***** TEXT SEGMENT

Victor Davis Hanson: Yeah. Well, I think the issue can be explained that Mexican-American heritage is very valuable. I have to say that because those are the people I know and I like and I grew up with. I didn’t really grow up with people who were not Mexican-American to any large degree, are some of the best citizens. That’s where the tragedy starts to entail. After 1970, we suddenly felt the market doesn’t work anymore. It used to attract workers by raising wages. Instead, the idea was that people will not work, so we need people to come from Mexico. We used to assimilate people by teaching them English. Suddenly, we had bilingual education.

We have driver’s licenses the governor’s going to sign. So, we had all this alternate world of jurisprudence, bilingual education. The result of it was, we’re starting to see apartheid communities that resemble the communities in Mexico were in the United States. Where I live, Parlier, Orange Cove, Mendota, they’re almost 100% immigrants, people who were born in Mexico and they are not visited by so-called, elite representatives of those constituencies in Fresno. I don’t see Chicano professors who want to live in Parlier or teach in the Parlier school district. So, I was worried about that, had mixed emotions about it.

**********

• **EXERCISE SET**
1. From the passage on Mexican-American assimilation, repeat word for word the part that opens with the words containing "We have driver’s" and closes with "emotions about it.".
2. Finish out the next part of the passage on Mexican-American assimilation, starting right after its last sentence.

***** LISTED RECORDS

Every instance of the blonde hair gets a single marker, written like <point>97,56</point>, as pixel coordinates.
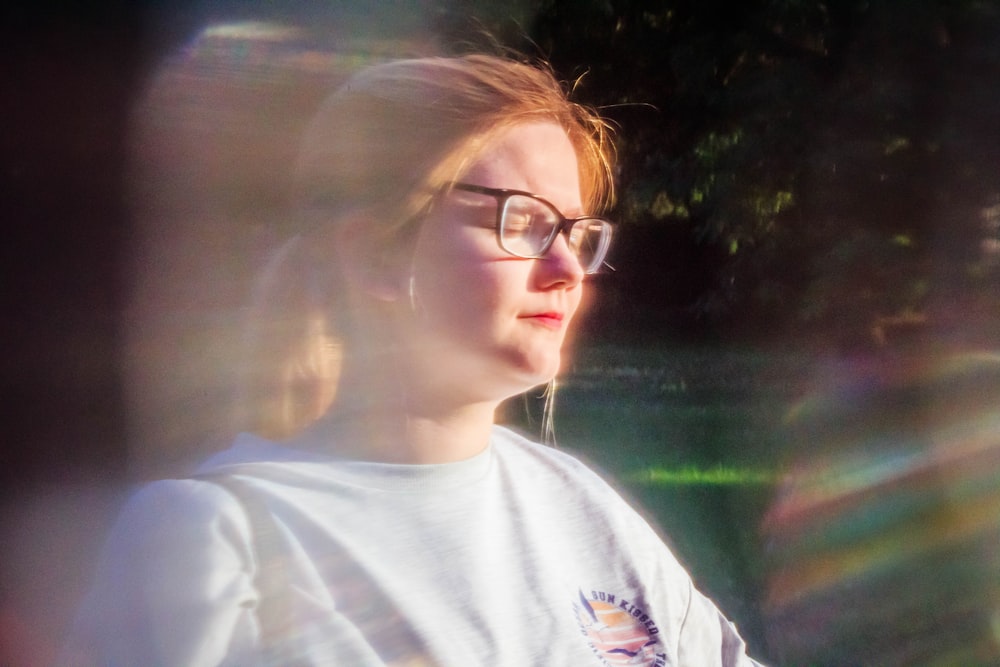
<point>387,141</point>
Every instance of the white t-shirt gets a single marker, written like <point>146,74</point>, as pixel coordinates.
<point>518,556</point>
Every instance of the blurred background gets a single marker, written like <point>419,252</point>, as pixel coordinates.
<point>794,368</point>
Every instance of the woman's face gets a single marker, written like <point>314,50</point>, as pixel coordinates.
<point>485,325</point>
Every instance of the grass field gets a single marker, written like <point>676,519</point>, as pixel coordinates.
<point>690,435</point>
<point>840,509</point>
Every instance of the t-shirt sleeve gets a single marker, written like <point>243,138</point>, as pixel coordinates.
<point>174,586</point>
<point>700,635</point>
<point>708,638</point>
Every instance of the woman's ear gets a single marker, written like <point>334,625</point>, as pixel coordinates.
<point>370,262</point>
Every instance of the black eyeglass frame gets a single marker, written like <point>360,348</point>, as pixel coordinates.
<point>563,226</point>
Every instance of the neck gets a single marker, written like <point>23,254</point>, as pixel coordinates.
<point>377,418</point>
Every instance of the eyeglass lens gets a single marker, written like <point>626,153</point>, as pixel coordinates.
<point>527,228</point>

**********
***** LISTED RECORDS

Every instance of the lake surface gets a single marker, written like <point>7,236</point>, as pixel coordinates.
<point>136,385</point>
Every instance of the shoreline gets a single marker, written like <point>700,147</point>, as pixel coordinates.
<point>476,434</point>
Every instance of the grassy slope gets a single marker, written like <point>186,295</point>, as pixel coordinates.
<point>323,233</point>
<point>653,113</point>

**********

• **RESULTS**
1.
We have driver’s licenses the governor’s going to sign. So, we had all this alternate world of jurisprudence, bilingual education. The result of it was, we’re starting to see apartheid communities that resemble the communities in Mexico were in the United States. Where I live, Parlier, Orange Cove, Mendota, they’re almost 100% immigrants, people who were born in Mexico and they are not visited by so-called, elite representatives of those constituencies in Fresno. I don’t see Chicano professors who want to live in Parlier or teach in the Parlier school district. So, I was worried about that, had mixed emotions about it.

2.
Brian Lamb: Where did you get this idea? Who was responsible for you doing this book?

Victor Davis Hanson: Well, I wrote an article. I was asked to write an article. I think it was by Myron Magnet of City Journal. He wanted to write it actually in favor of immigration the more we talked about, and I sent him the article, changed his opinion that it was more complex than The Wall Street Journal position of open borders adjudicating who comes and who doesn’t. Then, after that came out, Peter Collier at Encounter called me last summer, and I think, if I could summarize our initial discussions, it was, “I don’t need that headache. I’m a classicist and a military historian, and I’m writing on 9/11 and the history of war, I really don’t want to…”

He made a lot of persuasive arguments that people were not talking about in California, that the issue would not go away, and it could be done in a way that would unify people and open up discussion rather than leave the issue to be fought with the extreme left and right or settled in the ballot proposition process, which we do in California. We eliminated aid to illegal aliens under 187. We eliminated Affirmative Action. We eliminated bilingual education.

We have a ballot proposition to stop ethnic identification in surveys and things. Yet, the legislators don’t discuss these issues. So, the California electorate just goes wild and goes in and expresses its wishes. I think historically, that’s very dangerous because it opens the field for demagogues of the left and right. Those were the arguments Peter made to me and I found them convincing.

Brian Lamb: What’s been the reaction as you speak to groups?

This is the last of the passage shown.